**What is expected:** Please output the whole listing below exactly as it is.

**Records supplied:**
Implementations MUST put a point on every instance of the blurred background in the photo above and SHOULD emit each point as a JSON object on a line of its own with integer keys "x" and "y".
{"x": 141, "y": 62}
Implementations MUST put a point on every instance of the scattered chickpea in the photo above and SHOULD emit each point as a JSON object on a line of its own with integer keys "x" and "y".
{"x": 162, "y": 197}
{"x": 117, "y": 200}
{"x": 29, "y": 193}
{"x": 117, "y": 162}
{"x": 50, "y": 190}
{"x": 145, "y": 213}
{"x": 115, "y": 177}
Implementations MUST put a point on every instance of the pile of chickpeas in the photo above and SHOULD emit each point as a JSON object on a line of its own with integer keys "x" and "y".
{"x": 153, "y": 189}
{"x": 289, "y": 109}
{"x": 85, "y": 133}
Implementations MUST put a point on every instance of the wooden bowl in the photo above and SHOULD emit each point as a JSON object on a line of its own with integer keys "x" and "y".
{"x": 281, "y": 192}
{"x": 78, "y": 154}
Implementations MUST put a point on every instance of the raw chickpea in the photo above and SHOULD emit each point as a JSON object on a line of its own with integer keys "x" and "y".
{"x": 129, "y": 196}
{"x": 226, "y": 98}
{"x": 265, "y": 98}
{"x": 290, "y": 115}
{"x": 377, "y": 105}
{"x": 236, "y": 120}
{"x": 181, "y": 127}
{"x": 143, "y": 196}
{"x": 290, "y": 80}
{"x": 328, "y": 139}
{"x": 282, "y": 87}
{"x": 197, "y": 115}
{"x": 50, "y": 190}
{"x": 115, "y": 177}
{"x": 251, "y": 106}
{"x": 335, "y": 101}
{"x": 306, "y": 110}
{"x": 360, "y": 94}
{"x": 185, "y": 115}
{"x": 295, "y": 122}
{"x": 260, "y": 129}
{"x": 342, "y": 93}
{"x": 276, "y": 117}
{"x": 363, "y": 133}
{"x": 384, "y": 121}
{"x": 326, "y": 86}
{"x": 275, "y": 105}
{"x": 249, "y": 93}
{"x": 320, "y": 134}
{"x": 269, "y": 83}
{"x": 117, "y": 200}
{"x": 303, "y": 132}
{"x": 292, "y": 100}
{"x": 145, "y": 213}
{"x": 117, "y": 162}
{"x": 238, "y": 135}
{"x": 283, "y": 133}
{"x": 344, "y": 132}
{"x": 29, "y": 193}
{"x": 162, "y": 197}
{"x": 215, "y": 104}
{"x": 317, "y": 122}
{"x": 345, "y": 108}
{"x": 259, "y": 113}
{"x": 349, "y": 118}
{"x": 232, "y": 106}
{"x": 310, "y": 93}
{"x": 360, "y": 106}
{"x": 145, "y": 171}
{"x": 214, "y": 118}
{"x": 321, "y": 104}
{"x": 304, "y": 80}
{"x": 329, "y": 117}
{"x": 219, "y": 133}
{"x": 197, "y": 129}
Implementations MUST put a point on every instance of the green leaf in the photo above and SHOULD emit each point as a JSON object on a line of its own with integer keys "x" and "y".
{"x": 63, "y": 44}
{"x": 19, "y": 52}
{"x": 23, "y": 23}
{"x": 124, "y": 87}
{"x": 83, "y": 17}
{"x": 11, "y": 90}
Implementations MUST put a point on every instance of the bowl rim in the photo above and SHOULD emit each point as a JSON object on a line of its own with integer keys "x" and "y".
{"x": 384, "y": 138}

**Answer to this task:**
Implementations MUST put a point on every instance of the blurred background in the photo above and SHOULD emit each point as a JSON object on a line of its own with integer keys "x" and "y".
{"x": 141, "y": 62}
Implementations MUST put a point on every instance of the scattered chickpea in the photo above and SHOULD emit each point as a JSON object on a line of its own with integer keys "x" and "y".
{"x": 162, "y": 197}
{"x": 117, "y": 200}
{"x": 29, "y": 193}
{"x": 117, "y": 162}
{"x": 50, "y": 190}
{"x": 145, "y": 213}
{"x": 115, "y": 177}
Implementations MUST put a point on every instance of the pile of chickpeas in the photo above and SHOULD emit each point as a JSON object on a line of its own with integer keys "x" and "y".
{"x": 153, "y": 189}
{"x": 289, "y": 109}
{"x": 85, "y": 133}
Implementations MUST put a point on every instance of the wooden bowl in the photo above and SHOULD emit each point as a JSON object on a line of its own with integer keys "x" and "y".
{"x": 281, "y": 192}
{"x": 78, "y": 154}
Implementations MUST put a point on every instance of the raw chickpea in the photo above and SHOULD emit each point as a JSON object on a line of its own with integer keys "x" and "y".
{"x": 129, "y": 196}
{"x": 226, "y": 98}
{"x": 265, "y": 98}
{"x": 290, "y": 115}
{"x": 377, "y": 105}
{"x": 236, "y": 120}
{"x": 181, "y": 127}
{"x": 143, "y": 196}
{"x": 290, "y": 80}
{"x": 328, "y": 139}
{"x": 282, "y": 87}
{"x": 197, "y": 115}
{"x": 50, "y": 190}
{"x": 115, "y": 177}
{"x": 251, "y": 106}
{"x": 335, "y": 101}
{"x": 306, "y": 110}
{"x": 360, "y": 94}
{"x": 185, "y": 115}
{"x": 295, "y": 122}
{"x": 260, "y": 129}
{"x": 342, "y": 93}
{"x": 276, "y": 117}
{"x": 363, "y": 133}
{"x": 384, "y": 121}
{"x": 326, "y": 86}
{"x": 275, "y": 105}
{"x": 249, "y": 93}
{"x": 320, "y": 134}
{"x": 269, "y": 83}
{"x": 117, "y": 200}
{"x": 303, "y": 132}
{"x": 292, "y": 100}
{"x": 145, "y": 213}
{"x": 117, "y": 162}
{"x": 238, "y": 135}
{"x": 283, "y": 133}
{"x": 344, "y": 132}
{"x": 29, "y": 193}
{"x": 162, "y": 197}
{"x": 215, "y": 104}
{"x": 317, "y": 122}
{"x": 345, "y": 108}
{"x": 259, "y": 113}
{"x": 349, "y": 118}
{"x": 232, "y": 106}
{"x": 310, "y": 93}
{"x": 360, "y": 106}
{"x": 145, "y": 171}
{"x": 214, "y": 118}
{"x": 321, "y": 104}
{"x": 304, "y": 80}
{"x": 329, "y": 117}
{"x": 219, "y": 133}
{"x": 197, "y": 129}
Implementations MUST put a point on every instance of the green leaf in the photo above and SHOULD emit each point as a JSON object on a line of its own with integer keys "x" and "y".
{"x": 63, "y": 44}
{"x": 19, "y": 52}
{"x": 23, "y": 23}
{"x": 124, "y": 87}
{"x": 83, "y": 17}
{"x": 11, "y": 90}
Implementations MUST put a point on every instance of the bowl rim in the photo above and SHOULD emit each point as a JSON object on a line of its own with integer keys "x" and "y".
{"x": 384, "y": 138}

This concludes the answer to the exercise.